### [Activity]
Retype every entry word for word.

### [Raw data]

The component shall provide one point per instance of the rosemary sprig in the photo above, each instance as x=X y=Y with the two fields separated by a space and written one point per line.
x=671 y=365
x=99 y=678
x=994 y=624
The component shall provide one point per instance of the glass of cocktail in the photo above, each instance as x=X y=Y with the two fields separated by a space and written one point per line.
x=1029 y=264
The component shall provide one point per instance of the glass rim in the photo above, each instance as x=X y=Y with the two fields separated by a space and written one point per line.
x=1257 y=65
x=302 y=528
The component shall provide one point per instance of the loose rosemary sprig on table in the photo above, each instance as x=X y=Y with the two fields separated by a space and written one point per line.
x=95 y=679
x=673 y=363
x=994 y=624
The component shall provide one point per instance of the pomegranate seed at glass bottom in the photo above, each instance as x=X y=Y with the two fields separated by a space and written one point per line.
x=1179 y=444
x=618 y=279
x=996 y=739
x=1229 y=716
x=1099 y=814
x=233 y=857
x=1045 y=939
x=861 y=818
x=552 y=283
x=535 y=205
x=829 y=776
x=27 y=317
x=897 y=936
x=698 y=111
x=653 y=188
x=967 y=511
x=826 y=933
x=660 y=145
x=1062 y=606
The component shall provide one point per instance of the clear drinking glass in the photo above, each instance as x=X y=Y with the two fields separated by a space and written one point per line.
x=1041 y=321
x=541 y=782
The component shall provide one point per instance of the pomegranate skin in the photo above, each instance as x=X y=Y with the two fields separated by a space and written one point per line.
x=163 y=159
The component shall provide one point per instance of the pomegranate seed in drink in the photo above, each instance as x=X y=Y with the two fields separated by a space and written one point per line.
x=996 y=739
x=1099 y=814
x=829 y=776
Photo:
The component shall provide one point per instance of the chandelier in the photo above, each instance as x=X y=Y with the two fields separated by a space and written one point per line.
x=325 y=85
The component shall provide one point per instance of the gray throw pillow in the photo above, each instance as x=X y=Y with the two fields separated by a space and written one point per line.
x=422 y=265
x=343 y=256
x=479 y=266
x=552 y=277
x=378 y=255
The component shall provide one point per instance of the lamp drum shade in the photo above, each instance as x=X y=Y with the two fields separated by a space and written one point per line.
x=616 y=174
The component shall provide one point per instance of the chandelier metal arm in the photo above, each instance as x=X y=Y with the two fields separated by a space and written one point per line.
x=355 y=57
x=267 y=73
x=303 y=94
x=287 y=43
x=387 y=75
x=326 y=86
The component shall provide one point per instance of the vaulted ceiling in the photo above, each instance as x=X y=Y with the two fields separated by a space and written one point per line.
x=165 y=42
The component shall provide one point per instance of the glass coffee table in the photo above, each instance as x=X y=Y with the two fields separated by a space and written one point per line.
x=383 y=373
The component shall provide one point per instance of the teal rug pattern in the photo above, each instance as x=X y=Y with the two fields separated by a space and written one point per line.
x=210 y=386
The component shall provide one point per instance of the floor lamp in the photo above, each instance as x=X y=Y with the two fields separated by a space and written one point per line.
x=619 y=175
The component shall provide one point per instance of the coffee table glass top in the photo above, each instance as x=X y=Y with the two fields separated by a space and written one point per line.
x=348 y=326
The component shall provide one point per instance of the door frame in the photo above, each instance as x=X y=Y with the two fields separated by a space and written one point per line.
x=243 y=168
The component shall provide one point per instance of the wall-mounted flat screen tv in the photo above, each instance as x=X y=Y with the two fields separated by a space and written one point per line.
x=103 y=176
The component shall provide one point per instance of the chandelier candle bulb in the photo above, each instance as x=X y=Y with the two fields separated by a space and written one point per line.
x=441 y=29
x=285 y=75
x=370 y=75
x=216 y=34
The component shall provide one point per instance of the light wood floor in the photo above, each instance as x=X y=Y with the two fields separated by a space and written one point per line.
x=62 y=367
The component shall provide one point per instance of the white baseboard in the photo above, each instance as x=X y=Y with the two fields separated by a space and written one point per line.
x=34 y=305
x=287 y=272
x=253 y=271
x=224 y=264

### [Response to this exercise]
The component shall provide one point per instance of the rosemary sprig in the photo above, each instance as x=X y=Y with the two fields separated by a space and written one point per line.
x=671 y=365
x=99 y=678
x=994 y=624
The component shall provide one point per instance of the glass of cocktail in the photo above, each instance as x=X y=Y with the two fields separated by a space and written one point per line.
x=1029 y=264
The component shall provide one point per instance of the glass rim in the photo above, each instance as x=X y=Y with the two fields separated by a space and written one point per line.
x=1257 y=65
x=302 y=528
The component shall provide one point per instance of the loose rosemary sprig on table in the photo above, each instance as x=X y=Y with the two fields separated by a space and written one point per line.
x=95 y=679
x=673 y=363
x=994 y=624
The component shall provide one point per instance of the pomegranate seed at glass bottom in the photo above, each instance as x=X y=Y with the two fields separated by a space and written one point per line.
x=1179 y=444
x=618 y=279
x=996 y=739
x=1229 y=716
x=1099 y=814
x=233 y=857
x=1045 y=939
x=861 y=818
x=552 y=283
x=535 y=205
x=829 y=776
x=27 y=317
x=897 y=936
x=698 y=111
x=653 y=188
x=967 y=511
x=826 y=933
x=660 y=145
x=1062 y=606
The component shall provide one point per instance of the clear drinking glass in the photo above, each instance as x=X y=Y with the two fields separated by a space and written one point per line.
x=1041 y=321
x=541 y=782
The component shall provide one point per instance of the pomegranate skin in the photo above, each instance as x=X y=Y with the two fields separated by a space and written one point per line.
x=163 y=159
The component shall provide one point per instance of the pomegranate seed in drink in the photo above, each instance as x=X y=Y with the two fields separated by a space and written one point per line.
x=996 y=739
x=1099 y=814
x=829 y=776
Photo:
The component shall provide one point per instance of the chandelier in the photo above, each instance as x=X y=Y with the two fields separated by a space and written one point per line.
x=325 y=85
The component shall provide one point per instance of the gray throw pillow in the photo above, each instance as x=X y=Y with the two fields separated by a space and written one point per line.
x=422 y=265
x=343 y=256
x=479 y=266
x=552 y=277
x=378 y=255
The component shall provide one point per instance of the lamp drum shade in the photo above, each instance as x=X y=Y with the two fields separated by a space and written one point per line.
x=616 y=174
The component shall provide one point per instance of the chandelier metal arm in the photo above, each instance as x=X y=Y with the two fields separated by a space and written one point per line.
x=355 y=57
x=267 y=73
x=303 y=94
x=287 y=43
x=387 y=75
x=326 y=86
The component shall provide one point per instance of the vaulted ceiling in the photo above, each instance as x=X y=Y with the two fields separated by a space and written one point per line.
x=165 y=42
The component shall provide one point per instance of the glass coffee table in the photo above, each instance as x=X y=Y with the two fields separated by a space and written one point per line.
x=383 y=373
The component shall provide one point per instance of the teal rug pattern in the photo above, each instance as x=X y=Y with the two fields separated by a space and written one point per line.
x=210 y=386
The component shall provide one point per instance of the floor lamp in the photo above, each instance as x=X y=Y with the two fields separated by a space and written one point per line.
x=619 y=175
The component shall provide one point per instance of the coffee table glass top in the photo above, each instance as x=X y=Y with the two fields separated by a space and written one point per line.
x=348 y=326
The component shall provide one point per instance of the door frame in the photo above, each instance as x=X y=Y with the two fields separated by a space and written one point per line.
x=243 y=168
The component shall provide one point per instance of the wall-mounted flat screen tv in the photo above, each instance as x=X y=Y with the two fields separated by a space and written one point per line.
x=103 y=176
The component shall provide one point per instance of the chandelier candle bulb in the photo above, each instance as x=X y=Y with the two fields separated by a space and written one point per line.
x=441 y=29
x=285 y=75
x=370 y=75
x=216 y=34
The component shall provide one point per instance of the light wood floor in the photo above, each instance as x=X y=Y with the two fields separated by a space and written one point per line.
x=62 y=367
The component shall provide one point per instance of the white baseboard in the photo above, each instance as x=X y=Y with the two fields separated by a space and written one point per line.
x=34 y=305
x=287 y=272
x=253 y=271
x=224 y=264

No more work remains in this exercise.